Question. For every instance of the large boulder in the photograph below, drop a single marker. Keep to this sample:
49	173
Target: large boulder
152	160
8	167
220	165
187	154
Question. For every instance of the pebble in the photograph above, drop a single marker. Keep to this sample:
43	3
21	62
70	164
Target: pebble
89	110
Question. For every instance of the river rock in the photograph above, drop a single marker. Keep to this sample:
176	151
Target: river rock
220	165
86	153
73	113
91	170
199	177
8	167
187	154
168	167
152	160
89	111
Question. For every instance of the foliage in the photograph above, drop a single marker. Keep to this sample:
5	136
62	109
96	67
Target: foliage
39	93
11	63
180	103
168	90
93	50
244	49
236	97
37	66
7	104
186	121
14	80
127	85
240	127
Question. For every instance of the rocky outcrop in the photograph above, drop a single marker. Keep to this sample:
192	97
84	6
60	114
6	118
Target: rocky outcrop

### WHAT THE TASK REQUIRES
Repeat every entry exactly, leaving nothing out.

### EXPECTED ANSWER
Question. For every instance of the large boulder in the photograph below, drop a single marker. Keep to this sample:
49	173
Target: large boulder
152	160
8	167
220	165
187	154
Question. For every instance of the pebble in the photograph above, drop a single marker. Keep to this sample:
43	3
21	62
70	164
Target: pebble
89	110
Question. For every instance of the river rock in the photograph above, drop a single marker. Keep to this sample:
176	151
Target: river rock
220	165
86	153
73	113
91	170
199	177
8	167
187	154
168	167
152	160
89	111
Question. For every instance of the foliage in the photograph above, drop a single marker. Keep to this sample:
5	136
62	109
96	67
Target: foliage
39	93
11	63
180	103
168	90
93	50
244	49
236	97
37	66
7	104
186	121
14	80
127	85
240	127
Question. For every instance of the rocky outcrop in the photograph above, drop a single marker. Keep to this sample:
192	97
84	6
60	114
6	118
Target: rocky outcrop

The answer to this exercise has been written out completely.